▸ **Exercise task 1**
According to the thickener method passage, within what time is the rapid cooling process suitably performed?
▸ **Exercise task 2**
Write the next part of the thickener method passage, picking up after its final sentence.

--- Document passage ---

In a fourth embodiment the present method comprises the steps of:

preparing at an elevated temperature the first mixture comprising a polar thickener and a base oil;
cooling the first mixture to room temperature, preferably by means of a rapid cooling process,
separating the polar thickener from the first mixture;
mixing a non-polar thickener into a base oil at a temperature above the melting point of the non-polar thickener to prepare the second mixture;
cooling the second mixture to room temperature by means of a rapid cooling process;
mixing the polar thickener into the cooled second mixture to prepare the third mixture; and
subjecting the third mixture to a mechanical shearing treatment.

In accordance with the present invention the non-polar thickener can suitably be mixed into the base oil at a temperature in the range of from 90-250°C, preferably in the range of from 140-230°C, and more preferably in the range of from 160-210°C, to prepare the second mixture.
In the present invention use is made of a rapid cooling process. Suitably, the rapid cooling process is performed in less than 30 seconds. Preferably, the rapid cooling process is performed at a cooling rate of between 5 and 20°C per second. More preferably, the rapid cooling process is performed at a cooling rate of between 6 and 15°C per second.
The elevated temperature at which the first mixture can be prepared is suitably in the range of from 90-250°C, preferably in the range of from 140-230 °C, more preferably in the range of from 160-210 °C. The elevated temperature to be used depends on the type of polar thickener to be used, as will be understood by the skilled person.
In accordance with the third and fourth embodiment of the present method, the polar thickener is suitably formed during the preparation of the first mixture. The polar thickener can, for example, be formed by heating a metal hydroxide and a stearic acid in a base oil at a temperature of 120°C. After formation the polar thickener obtained can, for instance, be separated from the base oil by way of washing.
The elevated temperature at which the polar thickener is mixed into the second mixture to form the third mixture is preferably in the range of from 90-250°C, more preferably in the range of from 140-210°C. The elevated temperature to be used depends on the type of polar thickener to be used, as will be understood by the skilled person.
The polar thickener to be used in accordance with the present invention is suitably a metal based soap or a metal based complex soap. Preferably, the polar thickener is a metal salt of a fatty acid or a hydroxy-fatty acid.

--- Supplied data ---

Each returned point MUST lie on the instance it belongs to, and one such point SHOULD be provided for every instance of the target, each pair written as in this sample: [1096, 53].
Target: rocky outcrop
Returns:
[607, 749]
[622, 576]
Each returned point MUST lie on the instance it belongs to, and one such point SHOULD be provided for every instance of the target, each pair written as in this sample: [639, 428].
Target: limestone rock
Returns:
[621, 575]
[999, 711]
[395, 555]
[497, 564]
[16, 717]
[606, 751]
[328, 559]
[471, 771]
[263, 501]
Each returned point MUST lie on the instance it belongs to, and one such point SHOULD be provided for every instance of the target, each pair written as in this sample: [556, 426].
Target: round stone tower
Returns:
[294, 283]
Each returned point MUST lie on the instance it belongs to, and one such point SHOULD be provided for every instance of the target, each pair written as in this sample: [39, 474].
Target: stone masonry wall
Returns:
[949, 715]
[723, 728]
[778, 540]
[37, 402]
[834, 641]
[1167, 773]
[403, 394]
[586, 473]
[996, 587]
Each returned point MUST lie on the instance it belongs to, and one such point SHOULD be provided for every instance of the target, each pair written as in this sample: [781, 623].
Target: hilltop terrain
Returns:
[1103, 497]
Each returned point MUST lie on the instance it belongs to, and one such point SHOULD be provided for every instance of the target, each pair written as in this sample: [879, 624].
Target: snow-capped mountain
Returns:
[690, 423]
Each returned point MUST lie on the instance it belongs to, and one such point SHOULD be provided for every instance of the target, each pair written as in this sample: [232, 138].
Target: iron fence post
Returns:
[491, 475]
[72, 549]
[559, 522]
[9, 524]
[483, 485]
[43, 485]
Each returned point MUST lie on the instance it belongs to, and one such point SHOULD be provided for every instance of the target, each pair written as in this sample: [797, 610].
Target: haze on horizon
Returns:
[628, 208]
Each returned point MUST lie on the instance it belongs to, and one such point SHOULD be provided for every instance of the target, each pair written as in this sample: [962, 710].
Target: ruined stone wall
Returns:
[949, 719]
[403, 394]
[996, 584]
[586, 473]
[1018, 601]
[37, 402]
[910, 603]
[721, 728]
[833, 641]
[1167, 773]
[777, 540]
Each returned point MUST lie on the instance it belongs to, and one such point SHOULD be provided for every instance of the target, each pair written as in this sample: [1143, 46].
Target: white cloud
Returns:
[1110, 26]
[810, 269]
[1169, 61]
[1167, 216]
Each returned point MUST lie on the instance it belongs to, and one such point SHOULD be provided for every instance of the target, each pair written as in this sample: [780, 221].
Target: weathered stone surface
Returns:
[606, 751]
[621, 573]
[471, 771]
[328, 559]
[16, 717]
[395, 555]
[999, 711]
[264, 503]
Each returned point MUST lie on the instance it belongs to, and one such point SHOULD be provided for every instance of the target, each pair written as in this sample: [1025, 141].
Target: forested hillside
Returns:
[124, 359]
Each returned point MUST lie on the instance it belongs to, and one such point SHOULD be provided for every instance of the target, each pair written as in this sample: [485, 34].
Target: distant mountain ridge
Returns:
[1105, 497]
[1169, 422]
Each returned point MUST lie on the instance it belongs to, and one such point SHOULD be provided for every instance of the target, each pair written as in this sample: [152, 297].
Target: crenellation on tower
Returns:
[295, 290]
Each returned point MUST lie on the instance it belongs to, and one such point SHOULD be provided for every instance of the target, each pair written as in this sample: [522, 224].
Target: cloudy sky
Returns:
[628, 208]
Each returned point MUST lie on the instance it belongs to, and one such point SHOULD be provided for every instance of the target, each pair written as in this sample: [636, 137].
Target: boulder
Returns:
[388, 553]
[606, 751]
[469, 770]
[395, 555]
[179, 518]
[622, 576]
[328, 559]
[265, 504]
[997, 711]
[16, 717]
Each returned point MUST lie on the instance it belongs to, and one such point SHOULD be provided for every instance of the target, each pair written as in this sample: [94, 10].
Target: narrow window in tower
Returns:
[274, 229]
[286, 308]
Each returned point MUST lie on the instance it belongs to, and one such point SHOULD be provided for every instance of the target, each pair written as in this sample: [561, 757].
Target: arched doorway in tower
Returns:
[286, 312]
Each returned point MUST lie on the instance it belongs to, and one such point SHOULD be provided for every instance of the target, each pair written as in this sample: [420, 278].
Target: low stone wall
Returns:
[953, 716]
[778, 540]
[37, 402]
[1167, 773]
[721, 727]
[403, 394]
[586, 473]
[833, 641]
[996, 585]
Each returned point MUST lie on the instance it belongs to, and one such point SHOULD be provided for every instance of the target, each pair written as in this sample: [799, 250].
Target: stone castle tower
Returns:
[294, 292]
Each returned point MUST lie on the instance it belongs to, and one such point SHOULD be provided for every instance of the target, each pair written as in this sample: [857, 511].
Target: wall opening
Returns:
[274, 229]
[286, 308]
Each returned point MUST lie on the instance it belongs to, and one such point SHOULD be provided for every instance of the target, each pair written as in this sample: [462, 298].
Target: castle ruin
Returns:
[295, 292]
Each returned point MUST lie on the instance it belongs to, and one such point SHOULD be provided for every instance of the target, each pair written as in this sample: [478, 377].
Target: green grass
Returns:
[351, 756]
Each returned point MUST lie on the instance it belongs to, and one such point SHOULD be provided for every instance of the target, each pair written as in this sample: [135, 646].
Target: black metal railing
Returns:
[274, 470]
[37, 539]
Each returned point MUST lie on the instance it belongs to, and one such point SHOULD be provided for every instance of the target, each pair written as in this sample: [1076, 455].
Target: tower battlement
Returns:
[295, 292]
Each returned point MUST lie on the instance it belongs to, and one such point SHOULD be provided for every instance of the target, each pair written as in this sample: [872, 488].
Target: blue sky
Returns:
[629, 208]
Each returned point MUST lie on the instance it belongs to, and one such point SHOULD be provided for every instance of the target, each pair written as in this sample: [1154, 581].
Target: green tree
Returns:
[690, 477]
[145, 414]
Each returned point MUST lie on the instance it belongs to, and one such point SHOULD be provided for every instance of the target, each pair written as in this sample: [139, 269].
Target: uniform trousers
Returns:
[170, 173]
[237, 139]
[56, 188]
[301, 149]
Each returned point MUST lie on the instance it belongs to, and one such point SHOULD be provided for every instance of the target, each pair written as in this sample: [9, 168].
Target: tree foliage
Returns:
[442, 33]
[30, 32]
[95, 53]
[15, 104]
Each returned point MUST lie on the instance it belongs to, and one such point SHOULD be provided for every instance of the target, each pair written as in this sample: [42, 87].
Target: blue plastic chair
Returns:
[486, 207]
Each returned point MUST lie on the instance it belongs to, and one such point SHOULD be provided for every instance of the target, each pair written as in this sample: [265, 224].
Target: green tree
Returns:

---

▸ **Task result 1**
In less than 30 seconds.

▸ **Task result 2**
The fatty acid to be used in accordance with the present invention is preferably stearic acid or hydroxyl-stearic acid.
The base oil to be used in accordance with the present invention can suitably comprise one or more of mineral oils, polyalphaolefins, ester oils, and/or vegetable oils.
The non-polar thickener to be used in accordance with the present invention can suitably comprise one or more polymers, polymer-like rubbers, synthetic rubbers and/or natural rubbers. Suitably examples of polymers include polypropylenes.
Suitably, the non-polar thickener substantially consists of a mixture of (1) a (co- or homo-) polymer of propylene with an average molecular weight equal to or larger than 200,000 and (2) a (co- or homo-) polymer of propylene with an average molecular weight equal to or smaller than 100,000.
Preferably, the non-polar thickener to be used in accordance with the present invention comprises a high molecular weight component comprising a (co- or homo-) polymer of propylene with a weight average molecular weight equal to or larger than 200,000, preferably in the range of from 200,000-500,000 and a low molecular weight component comprising a (co- or homo-) polymer of propylene with a weight average molecular weight equal to or smaller than 100,000, preferably in the range of from 10,000-100,000.
The weight ratio between the high molecular weight component and the low molecular weight component in the non-polar thickener is preferably 1:40-1:5, more preferably 1:25-1:15, more preferably about 1:19.
According to the present invention, the low molecular weight component is preferably a polypropylene homopolymer, more preferably a polypropylene homopolymer with a melt flow rate of 500-2000 dg/min., especially 750-1250 dg/min. as determined by test ASTM D 1238 L.
The high molecular weight component preferably has a melt flow rate (ASTM D-1238) of 1.5-15, more preferably 1.5-7, especially about 3.5.
The metal in the metal based soap or the metal based complex soap is preferably selected from the group consisting of lithium, potassium, sodium, calcium, magnesium, bismuth, aluminium, antimony, barium, lead and zinc. More preferably, metal is selected from the group consisting of bismuth, zinc, calcium and lithium. Most preferably, the metal is bismuth.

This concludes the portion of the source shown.